# Your goal:
Return every item below word for word, with each line unchanged and in its original order.
====
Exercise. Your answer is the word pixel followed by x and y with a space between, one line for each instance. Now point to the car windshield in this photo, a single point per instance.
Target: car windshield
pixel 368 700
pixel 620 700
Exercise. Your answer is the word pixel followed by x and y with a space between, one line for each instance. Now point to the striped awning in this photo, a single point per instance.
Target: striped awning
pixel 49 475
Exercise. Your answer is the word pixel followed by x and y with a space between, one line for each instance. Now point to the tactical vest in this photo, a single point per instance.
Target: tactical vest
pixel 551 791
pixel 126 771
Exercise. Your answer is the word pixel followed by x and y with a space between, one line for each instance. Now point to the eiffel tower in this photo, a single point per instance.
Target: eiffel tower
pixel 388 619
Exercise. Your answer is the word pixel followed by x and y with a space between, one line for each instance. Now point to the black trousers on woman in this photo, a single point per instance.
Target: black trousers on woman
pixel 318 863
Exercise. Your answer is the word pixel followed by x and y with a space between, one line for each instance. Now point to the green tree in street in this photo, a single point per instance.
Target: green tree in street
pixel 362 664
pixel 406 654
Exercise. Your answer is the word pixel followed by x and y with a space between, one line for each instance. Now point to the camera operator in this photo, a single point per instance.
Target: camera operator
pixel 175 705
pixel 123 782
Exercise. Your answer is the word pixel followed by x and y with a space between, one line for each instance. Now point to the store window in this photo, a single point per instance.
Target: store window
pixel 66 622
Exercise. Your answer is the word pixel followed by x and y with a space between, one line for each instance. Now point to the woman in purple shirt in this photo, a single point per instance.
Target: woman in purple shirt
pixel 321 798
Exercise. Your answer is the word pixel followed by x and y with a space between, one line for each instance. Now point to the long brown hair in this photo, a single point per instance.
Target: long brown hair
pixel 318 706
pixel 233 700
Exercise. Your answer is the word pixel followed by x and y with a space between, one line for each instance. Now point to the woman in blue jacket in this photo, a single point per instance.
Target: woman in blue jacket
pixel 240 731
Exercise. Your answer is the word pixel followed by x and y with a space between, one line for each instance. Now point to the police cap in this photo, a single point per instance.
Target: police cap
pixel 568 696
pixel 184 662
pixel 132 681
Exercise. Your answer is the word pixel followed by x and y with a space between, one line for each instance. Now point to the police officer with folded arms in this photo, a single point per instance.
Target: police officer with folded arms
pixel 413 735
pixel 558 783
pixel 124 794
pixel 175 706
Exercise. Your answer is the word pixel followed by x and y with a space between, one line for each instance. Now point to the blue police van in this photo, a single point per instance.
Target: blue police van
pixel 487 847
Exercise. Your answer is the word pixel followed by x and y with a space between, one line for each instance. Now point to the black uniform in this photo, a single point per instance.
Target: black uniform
====
# Result of this exercise:
Exercise. Your answer is the word pixel followed by x and y with a space between, one line for each instance. Now point to the car windshield in this photo, a single point per instance.
Target: car windshield
pixel 368 700
pixel 620 700
Exercise. Your answer is the word pixel followed by x and y with a space between, one line for each instance. Now point to the striped awning in this photo, a single point per instance.
Target: striped awning
pixel 49 475
Exercise. Your answer is the word pixel followed by x and y with a space between, one line for each instance. Now point to the tactical vest in this photo, a single point per instance.
Target: tactical vest
pixel 551 791
pixel 126 771
Exercise. Your answer is the word pixel followed by x and y with a space between, one line for each instance. Now point to the eiffel tower in this photo, a single point per instance.
Target: eiffel tower
pixel 388 619
Exercise. Your answer is the word pixel followed by x and y with a space between, one line for each instance. Now point to the black trousers on woman in this photo, a single point per instance.
Target: black trousers on woman
pixel 318 863
Exercise. Your answer is the word pixel followed by x and y with a space between, one line for each instance. Now point to the green tree in street in this photo, a single point per instance.
Target: green tree in street
pixel 362 664
pixel 406 654
Exercise. Your answer is the word pixel followed by x and y with a space between, one line for each instance. Now point to the camera operator in this photo, a single point per instance.
Target: camera operator
pixel 175 705
pixel 123 782
Exercise. Your answer is the word pixel followed by x and y with a space between, one line for each instance. Now point to the store window in this photo, a single point per instance.
Target: store window
pixel 66 622
Exercise. Your answer is the word pixel followed by x and y with a space between, one line for each instance. Now point to the woman in purple shirt in this photo, a single point per instance.
Target: woman in purple shirt
pixel 321 798
Exercise. Your answer is the word pixel followed by x and y with a space between, one line for each instance. Now point to the long brown hair in this photo, a single point per instance.
Target: long brown hair
pixel 318 706
pixel 233 700
Exercise. Your answer is the word pixel followed by x and y with a space between, one line for each instance. Now point to the woman in blue jacket in this photo, a single point per instance.
Target: woman in blue jacket
pixel 240 731
Exercise. Your answer is the word pixel followed by x and y with a space between, one line for each instance. Now point to the police cap in this photo, a single point per instance.
Target: police cap
pixel 568 696
pixel 184 662
pixel 132 681
Exercise. Your answer is the word pixel followed by x and y with a space between, one line for each instance. Now point to the police officer with folded arms in this photo, a single point per instance.
Target: police officer with folded arms
pixel 413 735
pixel 558 783
pixel 124 794
pixel 175 706
Exercise. Your answer is the word pixel followed by x and y with a space between, one line for each instance. Now point to the blue police van in this photo, a single point per instance.
Target: blue police van
pixel 487 847
Exercise. Your answer is the word pixel followed by x and y with a space between, one line for each instance. Now point to the black uniform in this photo, a single point per instance.
Target: black uniform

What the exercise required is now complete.